-- START OF Data extract --

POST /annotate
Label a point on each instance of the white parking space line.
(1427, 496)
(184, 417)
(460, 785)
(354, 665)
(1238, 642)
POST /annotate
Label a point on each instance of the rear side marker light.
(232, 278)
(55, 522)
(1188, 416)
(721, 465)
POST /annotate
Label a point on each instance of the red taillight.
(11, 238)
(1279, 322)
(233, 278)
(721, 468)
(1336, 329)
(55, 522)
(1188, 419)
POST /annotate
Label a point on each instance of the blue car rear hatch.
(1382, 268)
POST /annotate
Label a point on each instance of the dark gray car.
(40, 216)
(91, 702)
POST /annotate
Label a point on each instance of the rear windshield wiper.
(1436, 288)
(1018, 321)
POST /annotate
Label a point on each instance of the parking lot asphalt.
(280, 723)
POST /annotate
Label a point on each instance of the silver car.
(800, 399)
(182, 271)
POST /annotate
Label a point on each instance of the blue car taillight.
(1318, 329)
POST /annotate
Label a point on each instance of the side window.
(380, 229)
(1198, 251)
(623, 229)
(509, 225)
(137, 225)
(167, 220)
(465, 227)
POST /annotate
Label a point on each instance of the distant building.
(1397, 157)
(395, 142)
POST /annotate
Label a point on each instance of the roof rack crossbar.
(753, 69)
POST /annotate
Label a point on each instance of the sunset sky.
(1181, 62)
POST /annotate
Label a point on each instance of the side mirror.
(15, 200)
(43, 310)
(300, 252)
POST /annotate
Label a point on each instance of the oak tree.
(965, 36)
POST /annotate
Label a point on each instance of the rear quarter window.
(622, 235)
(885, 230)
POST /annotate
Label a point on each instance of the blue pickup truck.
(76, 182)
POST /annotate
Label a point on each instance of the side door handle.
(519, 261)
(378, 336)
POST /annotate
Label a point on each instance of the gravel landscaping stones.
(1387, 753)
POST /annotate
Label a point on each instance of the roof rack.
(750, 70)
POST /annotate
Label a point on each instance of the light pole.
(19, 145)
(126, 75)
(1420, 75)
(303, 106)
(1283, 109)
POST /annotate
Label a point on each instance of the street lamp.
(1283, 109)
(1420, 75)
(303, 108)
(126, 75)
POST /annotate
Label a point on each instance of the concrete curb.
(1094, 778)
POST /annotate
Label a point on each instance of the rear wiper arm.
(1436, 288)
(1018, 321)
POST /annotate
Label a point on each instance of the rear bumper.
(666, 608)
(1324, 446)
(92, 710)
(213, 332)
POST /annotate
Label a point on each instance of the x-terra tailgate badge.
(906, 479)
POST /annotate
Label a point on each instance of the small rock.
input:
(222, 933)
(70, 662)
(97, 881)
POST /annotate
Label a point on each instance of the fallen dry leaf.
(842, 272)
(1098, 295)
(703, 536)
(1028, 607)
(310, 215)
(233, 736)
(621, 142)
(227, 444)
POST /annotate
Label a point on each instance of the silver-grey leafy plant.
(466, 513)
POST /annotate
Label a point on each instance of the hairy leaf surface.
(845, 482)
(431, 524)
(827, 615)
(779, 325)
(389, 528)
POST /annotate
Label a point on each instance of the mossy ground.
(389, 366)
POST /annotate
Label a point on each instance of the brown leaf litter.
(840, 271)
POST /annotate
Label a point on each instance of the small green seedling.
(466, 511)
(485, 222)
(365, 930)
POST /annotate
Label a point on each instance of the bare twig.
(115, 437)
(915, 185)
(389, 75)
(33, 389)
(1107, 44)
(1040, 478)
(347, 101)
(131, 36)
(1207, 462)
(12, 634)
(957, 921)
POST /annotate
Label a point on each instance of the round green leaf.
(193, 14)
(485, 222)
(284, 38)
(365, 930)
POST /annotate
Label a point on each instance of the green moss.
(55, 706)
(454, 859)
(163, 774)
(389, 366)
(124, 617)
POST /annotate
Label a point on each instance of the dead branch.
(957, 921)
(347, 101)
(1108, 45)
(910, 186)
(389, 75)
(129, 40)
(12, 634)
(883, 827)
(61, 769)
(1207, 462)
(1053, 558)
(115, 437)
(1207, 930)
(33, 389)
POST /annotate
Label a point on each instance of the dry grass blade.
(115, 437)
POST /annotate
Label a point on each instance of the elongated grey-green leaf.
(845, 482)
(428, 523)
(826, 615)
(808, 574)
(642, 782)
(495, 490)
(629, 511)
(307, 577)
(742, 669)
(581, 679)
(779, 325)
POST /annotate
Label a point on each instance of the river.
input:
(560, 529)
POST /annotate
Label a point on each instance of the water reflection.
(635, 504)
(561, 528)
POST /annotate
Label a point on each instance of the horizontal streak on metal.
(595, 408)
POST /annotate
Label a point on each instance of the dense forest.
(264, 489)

-- END OF Data extract --

Your instructions
Copy each line of the data exactly, leaving nothing out.

Result of this exercise
POST /annotate
Label a point on each instance of the white parking space line.
(1427, 496)
(184, 417)
(460, 785)
(354, 665)
(1238, 642)
POST /annotate
Label a point on each instance of the rear side marker light.
(232, 278)
(55, 522)
(1188, 416)
(721, 465)
POST /annotate
Label a point on each instance of the red taillight.
(11, 238)
(1279, 322)
(233, 278)
(721, 468)
(1336, 329)
(55, 522)
(1188, 419)
POST /annotate
Label a point on each instance of the blue car rear hatch.
(1382, 268)
POST /annotate
Label a point on each instance of the dark gray car.
(40, 216)
(91, 702)
POST /annotate
Label a point on each instance of the rear windshield wiper.
(1436, 288)
(1018, 321)
POST /annotate
Label a point on each instance of the parking lot asphalt.
(280, 723)
POST /annotate
Label a point on each instance of the silver car.
(800, 399)
(182, 271)
POST /annotate
Label a point on each instance of the blue car taillight.
(1318, 329)
POST /annotate
Label a point on each instance of the side window.
(380, 229)
(1198, 251)
(623, 229)
(509, 225)
(137, 225)
(167, 220)
(465, 227)
POST /annotate
Label a point on each instance of the distant building.
(1397, 157)
(395, 142)
POST /annotate
Label a point on each instance of the roof rack crossbar.
(753, 69)
POST /annotate
Label a point on each instance of the sunset sky.
(1181, 62)
POST /annotate
Label a point on each instance of the side mirror.
(15, 200)
(43, 310)
(300, 252)
POST /annotate
Label a point on each instance of the oak tree.
(965, 36)
POST /annotate
Label a point on each instance of the rear quarter window.
(622, 235)
(885, 230)
POST /annotate
Label a point on each instance of the blue pickup truck.
(76, 182)
POST /annotate
Label a point on each instance of the side door handle.
(519, 261)
(378, 336)
POST /annotate
Label a point on each instance of the gravel landscaping stones.
(1387, 753)
POST /annotate
Label a point on each instance of the roof rack.
(750, 70)
POST /annotate
Label a point on each instance of the light pole.
(19, 145)
(126, 75)
(1420, 75)
(303, 106)
(1283, 109)
POST /annotate
Label a point on each instance of the street lamp.
(1283, 109)
(1420, 75)
(303, 108)
(126, 75)
POST /annotate
Label a point on each instance of the concrete curb.
(1094, 778)
POST /annotate
Label a point on each instance of the rear wiper arm.
(1436, 288)
(1018, 321)
POST /annotate
Label a point on each instance of the rear bumper.
(666, 608)
(1324, 446)
(92, 710)
(213, 332)
POST /annotate
Label a point on each instance of the x-terra tailgate badge.
(906, 479)
POST /annotate
Label a point on each instance of the small rock.
input:
(222, 933)
(70, 662)
(97, 881)
POST /annotate
Label a point on each instance of the fallen dry leaf.
(842, 272)
(1098, 295)
(703, 536)
(1028, 607)
(310, 215)
(233, 736)
(621, 142)
(227, 444)
POST /annotate
Label a point on each instance of the silver-grey leafy plant.
(466, 513)
POST /annotate
Label a point on each instance of the hairy leaf surface.
(845, 482)
(431, 524)
(827, 615)
(779, 325)
(389, 528)
POST /annotate
Label a point on each instance of the mossy ground.
(389, 366)
POST /annotate
Label a point on each instance of the brown leaf litter.
(840, 271)
POST /annotate
Label a point on each instance of the small green seedling.
(466, 511)
(485, 222)
(365, 930)
POST /annotate
Label a point on each instance of the bare twig.
(115, 437)
(915, 185)
(389, 75)
(33, 389)
(1107, 44)
(1040, 478)
(347, 101)
(131, 36)
(1207, 462)
(12, 634)
(957, 921)
POST /annotate
Label a point on each instance of the round green leaf.
(193, 14)
(485, 222)
(284, 38)
(365, 930)
POST /annotate
Label a point on each instance of the green moss.
(55, 706)
(454, 859)
(163, 774)
(389, 366)
(124, 617)
POST /annotate
Label a point on each instance of the dead branch.
(957, 921)
(347, 101)
(1108, 45)
(910, 186)
(389, 75)
(129, 40)
(12, 634)
(883, 827)
(61, 769)
(1207, 462)
(1053, 558)
(115, 437)
(1207, 930)
(33, 389)
POST /annotate
Label a point on each instance of the dry grass blade.
(115, 437)
POST /annotate
Label a point on each instance of the elongated grey-green leaf.
(845, 482)
(428, 523)
(826, 615)
(808, 574)
(642, 782)
(495, 490)
(629, 511)
(307, 577)
(742, 669)
(581, 679)
(779, 325)
POST /annotate
Label a point on each instance of the river.
input:
(560, 529)
POST /annotate
Label a point on each instance of the water reflection.
(635, 504)
(561, 528)
POST /annotate
Label a point on each instance of the horizontal streak on metal.
(595, 408)
POST /annotate
Label a point on each instance of the dense forest.
(264, 489)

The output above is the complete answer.